▸ **TEXTO FORNECIDO**:
D) Mais esclareceu que as mais-valias no valor de € 539.487,65 foram deduzidas ao Resultado Líquido do Exercício (RLE) considerando as disposições constantes do n.º 2 do art.º 32.º do Estatuto dos Benefícios Fiscais (EBF) - Cf. RIT de 05/07/2010 - ordem de serviço n.º OI200904240 – de fls. 51 dos autos, cujo teor se dá aqui por integralmente reproduzido.

E) A sociedade “C………… – Sociedade Gestora de Participações, SA”, NIPC ……….. foi constituída, através da escritura lavrada no 5.º Cartório Notarial de Lisboa, em 26/05/2004, sendo o respetivo contrato de sociedade anónima celebrado por várias pessoas singulares incluindo administradores do B……….., SA (B.............) - Cf. RIT de 05/07/2010 - ordem de serviço n.º OI200904240 – de fls. 51 dos autos, cujo teor se dá aqui por integralmente reproduzido.

F) A constituição da sociedade referida na alínea anterior foi publicada no Diário da República – III Série, n.º 172 de 23/07/2004 - Cf. RIT de 05/07/2010 - ordem de serviço n.º OI200904240 – de fls. 51 dos autos e DR, cujo teor se dá aqui por integralmente reproduzido.

G) Do documento complementar ao contrato social destacam-se as seguintes cláusulas, no que ao caso releva:

[IMAGEM]

Cf. RIT de 05/07/2010 - ordem de serviço n.º OI200904240 – de fls. 51 e ss dos autos, cujo teor se dá aqui por integralmente reproduzido.

H) Por escritura designada de “aumento de capital e alteração parcial do contrato social” lavrada no 5.º Cartório Notarial de Lisboa em 04/02/2005 foi declarado que a “C…………” procedia ao aumento do seu capital social de € 50.000,00 para € 17.186.846,00, cujo aumento foi deliberado e aprovado em Assembleia-Geral constante da “ata número dois” lavrada em 07/01/2005 - Cf. RIT de 05/07/2010 - ordem de serviço n.º OI200904240 – de fls. 51 e ss dos autos, cujo teor se dá aqui por integralmente reproduzido.

I) O aumento de capital foi realizado com entradas em espécie e subscrito pelos acionistas identificados no Relatório do Revisor Oficial de Contas elaborado nos termos do art.º 28.º do CSC mediante a conversão em capital dos créditos que aqueles acionistas eram detentores sobre a “C…………”, créditos esses identificados nesse relatório - Cf. RIT de 05/07/2010 - ordem de serviço n.º OI200904240 – de fls. 51 e ss dos autos, cujo teor se dá aqui por integralmente reproduzido.

▸ **INFORMAÇÃO REGISTADA**:

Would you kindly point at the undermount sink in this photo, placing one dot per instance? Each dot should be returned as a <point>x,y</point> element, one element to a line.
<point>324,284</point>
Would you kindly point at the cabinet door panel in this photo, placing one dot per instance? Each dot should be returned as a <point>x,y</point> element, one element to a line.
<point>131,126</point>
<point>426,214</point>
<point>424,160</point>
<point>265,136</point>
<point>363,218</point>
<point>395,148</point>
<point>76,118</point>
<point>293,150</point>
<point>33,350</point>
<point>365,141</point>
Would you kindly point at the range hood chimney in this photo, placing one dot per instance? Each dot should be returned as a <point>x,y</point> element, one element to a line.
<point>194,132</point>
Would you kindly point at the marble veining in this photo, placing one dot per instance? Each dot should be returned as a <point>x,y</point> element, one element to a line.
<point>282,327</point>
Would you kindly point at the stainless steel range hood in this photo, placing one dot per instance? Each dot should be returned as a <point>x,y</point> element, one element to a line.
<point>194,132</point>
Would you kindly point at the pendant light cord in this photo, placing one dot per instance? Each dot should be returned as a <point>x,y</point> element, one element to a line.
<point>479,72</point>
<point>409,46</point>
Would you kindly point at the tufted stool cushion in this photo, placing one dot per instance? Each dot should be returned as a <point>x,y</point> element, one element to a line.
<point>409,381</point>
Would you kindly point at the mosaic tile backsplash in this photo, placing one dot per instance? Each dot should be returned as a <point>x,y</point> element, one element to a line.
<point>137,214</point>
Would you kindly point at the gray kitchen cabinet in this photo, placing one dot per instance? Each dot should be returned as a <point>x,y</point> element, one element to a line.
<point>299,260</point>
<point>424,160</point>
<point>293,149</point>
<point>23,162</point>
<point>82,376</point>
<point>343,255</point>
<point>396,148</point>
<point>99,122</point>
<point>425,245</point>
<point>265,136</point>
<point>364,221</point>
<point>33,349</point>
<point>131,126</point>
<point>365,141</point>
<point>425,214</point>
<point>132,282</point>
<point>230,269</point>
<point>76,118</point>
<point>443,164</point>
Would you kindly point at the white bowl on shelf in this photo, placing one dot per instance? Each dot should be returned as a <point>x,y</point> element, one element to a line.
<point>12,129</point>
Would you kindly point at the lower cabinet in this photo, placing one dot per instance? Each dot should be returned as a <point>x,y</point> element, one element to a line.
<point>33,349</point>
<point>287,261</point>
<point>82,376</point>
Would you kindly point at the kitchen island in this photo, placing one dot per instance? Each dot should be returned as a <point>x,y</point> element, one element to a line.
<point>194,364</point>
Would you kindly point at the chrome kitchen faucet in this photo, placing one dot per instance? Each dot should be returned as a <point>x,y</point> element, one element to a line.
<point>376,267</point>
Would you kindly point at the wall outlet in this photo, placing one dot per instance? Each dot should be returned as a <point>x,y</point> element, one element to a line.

▸ **OBJETIVO DA TAREFA**:
Prossiga, a seguir à alínea I), o texto fornecido sobre as mais-valias e o aumento de capital da sociedade.

▸ **RESULTADO DA TAREFA**:
J) A entrada em espécie consistiu na conversão de créditos detidos pela “C………..” pelos acionistas identificados no relatório os quais foram convertidos em capital social pelo valor nominal - Cf. RIT de 05/07/2010 - ordem de serviço n.º OI200904240 – de fls. 55 dos autos, cujo teor se dá aqui por integralmente reproduzido.

K) Dessa lista nominativa constituída por 52 acionistas consta a Impugnante com entrada e valor nominal dos créditos no montante de € 499.500,00 (o valor de € 500.000,00 foi realizado pela Impugnante através de cheque n.º …………. de conta bancária da cooperativa “A………… UCRL”, sacado sobre o …….e emitido em 09/07/2004 à ordem do B…………) - Cf. RIT de 05/07/2010 - ordem de serviço n.º OI200904240 – de fls. 56 dos autos, cujo teor se dá aqui por integralmente reproduzido.

L) O aumento do capital social da “C…………” e o “Relatório do Revisor Oficial de Contas” foram publicados no DR – III Série, n.º 119 de 23/06/2005 - Cf. RIT de 05/07/2010 - ordem de serviço n.º OI200904240 – de fls. 56 dos autos, cujo teor se dá aqui por integralmente reproduzido.

M) Por escritura designada “redução de capital e alteração parcial do contrato”, lavrada no Cartório Notarial de ……………, em 30/01/2007, a “C…………” procedeu à redução do seu capital social de € 17.186.846,00 para € 8.024.946,00, redução realizada mediante a extinção de 9.161.900 ações, no valor nominal de € 1.00 cada uma, na proporção das ações detidas pelos acionistas e pela própria sociedade - Cf. RIT de 05/07/2010 - ordem de serviço n.º OI200904240 – de fls. 56 dos autos, cujo teor se dá aqui por integralmente reproduzido.

N) A “C.............”, relativamente aos anos de 2004 a 2006, não procedeu a qualquer aprovação de contas, nem à aprovação do relatório de gestão, do balanço e conta da sociedade - Cf. RIT de 05/07/2010 - ordem de serviço n.º OI200904240 – de fls. 56 dos autos, cujo teor se dá aqui por integralmente reproduzido.

O) A Impugnante forneceu à IT diversos elementos, designadamente, documento designado “carta compromisso”, assinada por dois administradores do B............. e três representantes legais da Impugnante, da qual se extrai o seguinte:

[IMAGEM]

Cf. RIT de 05/07/2010 - ordem de serviço n.º OI200904240 – de fls. 57 dos autos, cujo teor se dá aqui por integralmente reproduzido.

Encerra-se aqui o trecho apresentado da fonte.